Exercise directions: Set out the listing below as a numbered list, leaving out blank lines and the pictures.

Task inputs:
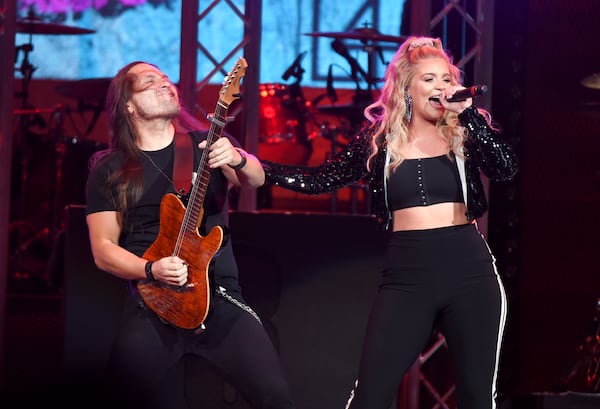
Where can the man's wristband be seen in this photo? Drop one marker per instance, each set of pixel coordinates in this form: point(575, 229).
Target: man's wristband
point(148, 269)
point(242, 163)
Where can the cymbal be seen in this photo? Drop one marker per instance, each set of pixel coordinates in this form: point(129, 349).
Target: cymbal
point(364, 34)
point(91, 90)
point(591, 81)
point(36, 26)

Problem solution:
1. Where can the man's wristband be seen in this photo? Drop one marker per instance, each set of pixel coordinates in this form: point(575, 229).
2. Target: man's wristband
3. point(148, 269)
4. point(242, 163)
5. Where can the cymbal be seen in this photo? Drop one marker per instance, each set of pixel coordinates in this form: point(129, 349).
6. Target: cymbal
7. point(364, 34)
8. point(91, 90)
9. point(591, 81)
10. point(36, 26)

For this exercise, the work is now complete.